* CHALLENGE 1
Please repeat everything in the transcript from "Yes, I think" down to "is quite adequate.", word for word.

Start READING PASSAGE

So I think for us, technically, PAR 30 and PAR 60 would be remaining stable. I think what we are looking at is close to about 3.7, 3.79 GNP, which we work upon. I think for us, that is the stability which we wanted to do it. But the ultimate thought processes for us, credit cost is something which we really monitor to the last 0 [indiscernible] as such. This is what we try and do. We did about 4.6% last year credit cost. For us, our target is to go below that in this year for sure and that we will be able to do that. And that is the major factor which we look at because PAR 30, PAR 90 is synonymous to what I think your credit cost would be and come like to. So that is what we are focusing upon and we definitely will be able to achieve that.

Anuj Sonpal

Attendees
#14

Okay. Next question from him is, do you feel the current provisioning buffers are adequate for stress scenarios, especially in light of rising [ index ]?

Harvinder Singh

Executives
#15

I think Jugal can probably answer that.

Jugal Kataria

Executives
#16

Yes, I think we're very confident that the provision that we have made is quite sufficient as against 3.7% GNP. Our overall provisioning is about 3.6%. So the book is adequately provided for. The provision that we have made is almost 80%, 85% more than what RBI expects us to make. We are confident and we are booking the losses as they are coming. We are not postponing or keeping it under the [indiscernible]. So we are confident that the provisioning is quite adequate.

Anuj Sonpal

Attendees
#17

Okay. Next question from [ Neil Doshi ] is that are you seeing any kind of stress in southern states or flood affected states right now?

Harvinder Singh

Executives
#18

See, southern, we have a smaller portfolio. So I think we are not too much worried on the southern states. But yes, there has been a call of worry technically because of the flood situation, which is probably been severe across India as such. And we've been seeing videos coming in, even as late as yesterday from [indiscernible] and all. So I think it will have some impact for a shorter period of time. Probably this is more denser this year. But I think we are well equipped to take and handle that. And it is only a question of time before the -- I think before the waters recede, before the income levels start coming back and bouncing back. I think we'll be able to do that. There could be a slight blip of uncertainty, which will be there or maybe a slight increase, which would be there. But I think we have it under control, which will be there, and it will be controlled possibly maybe after this month or so 'till the [indiscernible] has been a withdrawal of monsoon, I think, and also this will take care of it from September onwards.

End READING PASSAGE

* CHALLENGE 2
Identify each line in the entries below that contains the string "graphic", and copy those lines. Case counts.

Start SUPPLIED DATA

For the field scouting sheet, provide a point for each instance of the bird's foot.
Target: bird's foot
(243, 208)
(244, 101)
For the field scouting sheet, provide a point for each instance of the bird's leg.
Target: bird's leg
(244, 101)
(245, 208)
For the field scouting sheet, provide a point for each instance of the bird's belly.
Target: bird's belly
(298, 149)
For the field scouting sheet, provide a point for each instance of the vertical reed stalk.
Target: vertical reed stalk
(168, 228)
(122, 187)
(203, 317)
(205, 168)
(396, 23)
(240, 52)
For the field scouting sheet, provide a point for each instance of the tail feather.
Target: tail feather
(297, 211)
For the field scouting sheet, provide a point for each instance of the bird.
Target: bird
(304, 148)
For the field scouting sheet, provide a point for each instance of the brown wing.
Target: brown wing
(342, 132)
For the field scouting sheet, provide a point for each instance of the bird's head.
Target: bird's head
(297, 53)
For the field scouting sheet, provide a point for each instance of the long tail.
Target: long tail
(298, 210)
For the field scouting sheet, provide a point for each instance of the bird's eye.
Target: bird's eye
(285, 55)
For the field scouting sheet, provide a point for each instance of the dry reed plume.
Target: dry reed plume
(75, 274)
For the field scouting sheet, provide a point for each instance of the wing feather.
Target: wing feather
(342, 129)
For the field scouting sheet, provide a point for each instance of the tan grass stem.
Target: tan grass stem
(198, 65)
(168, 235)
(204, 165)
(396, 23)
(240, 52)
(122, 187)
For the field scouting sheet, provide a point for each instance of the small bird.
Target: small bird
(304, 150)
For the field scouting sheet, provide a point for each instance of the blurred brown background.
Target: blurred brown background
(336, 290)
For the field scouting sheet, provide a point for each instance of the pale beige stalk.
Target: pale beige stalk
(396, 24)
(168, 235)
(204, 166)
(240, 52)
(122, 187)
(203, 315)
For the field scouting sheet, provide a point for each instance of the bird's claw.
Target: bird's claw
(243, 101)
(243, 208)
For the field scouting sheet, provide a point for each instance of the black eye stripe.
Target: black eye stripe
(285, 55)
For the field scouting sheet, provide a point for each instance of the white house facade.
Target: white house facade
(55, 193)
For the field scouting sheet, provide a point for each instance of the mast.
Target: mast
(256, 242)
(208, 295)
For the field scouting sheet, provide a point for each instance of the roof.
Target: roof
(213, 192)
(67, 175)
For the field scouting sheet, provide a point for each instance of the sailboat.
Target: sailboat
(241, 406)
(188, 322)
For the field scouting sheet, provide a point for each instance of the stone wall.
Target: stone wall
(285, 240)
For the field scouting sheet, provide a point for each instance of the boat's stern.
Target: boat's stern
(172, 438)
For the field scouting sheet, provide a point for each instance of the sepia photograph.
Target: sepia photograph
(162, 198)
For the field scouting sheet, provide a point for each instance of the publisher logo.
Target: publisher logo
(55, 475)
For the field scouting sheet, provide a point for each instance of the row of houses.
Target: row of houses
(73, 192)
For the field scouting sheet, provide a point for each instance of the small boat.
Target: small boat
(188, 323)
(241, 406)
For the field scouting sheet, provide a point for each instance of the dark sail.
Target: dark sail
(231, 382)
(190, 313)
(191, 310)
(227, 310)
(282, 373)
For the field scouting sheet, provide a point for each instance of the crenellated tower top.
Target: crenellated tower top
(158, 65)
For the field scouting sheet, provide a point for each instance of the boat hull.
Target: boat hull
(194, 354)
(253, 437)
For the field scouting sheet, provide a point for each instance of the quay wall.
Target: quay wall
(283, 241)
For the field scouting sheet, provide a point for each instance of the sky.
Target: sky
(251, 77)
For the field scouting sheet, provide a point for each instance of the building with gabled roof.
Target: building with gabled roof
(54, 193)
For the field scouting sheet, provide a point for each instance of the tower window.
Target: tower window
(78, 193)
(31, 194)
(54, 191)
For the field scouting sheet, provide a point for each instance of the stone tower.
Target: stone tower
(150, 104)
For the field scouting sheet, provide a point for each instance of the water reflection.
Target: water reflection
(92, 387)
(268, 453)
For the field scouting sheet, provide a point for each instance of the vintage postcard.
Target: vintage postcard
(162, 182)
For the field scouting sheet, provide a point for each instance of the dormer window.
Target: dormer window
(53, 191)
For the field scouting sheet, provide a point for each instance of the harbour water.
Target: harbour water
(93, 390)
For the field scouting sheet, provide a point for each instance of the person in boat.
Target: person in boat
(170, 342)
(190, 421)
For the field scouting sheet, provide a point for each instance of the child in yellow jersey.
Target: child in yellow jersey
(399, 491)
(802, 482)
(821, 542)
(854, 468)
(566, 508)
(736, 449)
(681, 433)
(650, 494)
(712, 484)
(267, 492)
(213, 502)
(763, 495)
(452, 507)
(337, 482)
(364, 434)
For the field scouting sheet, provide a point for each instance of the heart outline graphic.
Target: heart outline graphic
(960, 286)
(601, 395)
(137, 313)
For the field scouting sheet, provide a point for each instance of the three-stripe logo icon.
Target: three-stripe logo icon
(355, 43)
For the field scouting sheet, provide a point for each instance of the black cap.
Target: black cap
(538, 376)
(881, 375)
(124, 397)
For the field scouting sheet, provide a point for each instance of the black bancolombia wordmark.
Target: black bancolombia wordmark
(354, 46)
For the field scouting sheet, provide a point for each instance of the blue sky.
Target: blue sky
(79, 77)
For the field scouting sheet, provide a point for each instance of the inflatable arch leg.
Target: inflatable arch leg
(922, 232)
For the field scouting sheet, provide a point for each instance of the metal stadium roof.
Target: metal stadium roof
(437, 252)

End SUPPLIED DATA

* WRITTEN RESPONSE 1
Yes, I think we're very confident that the provision that we have made is quite sufficient as against 3.7% GNP. Our overall provisioning is about 3.6%. So the book is adequately provided for. The provision that we have made is almost 80%, 85% more than what RBI expects us to make. We are confident and we are booking the losses as they are coming. We are not postponing or keeping it under the [indiscernible]. So we are confident that the provisioning is quite adequate.

* WRITTEN RESPONSE 2
For the field scouting sheet, provide a point for each instance of the heart outline graphic.
Target: heart outline graphic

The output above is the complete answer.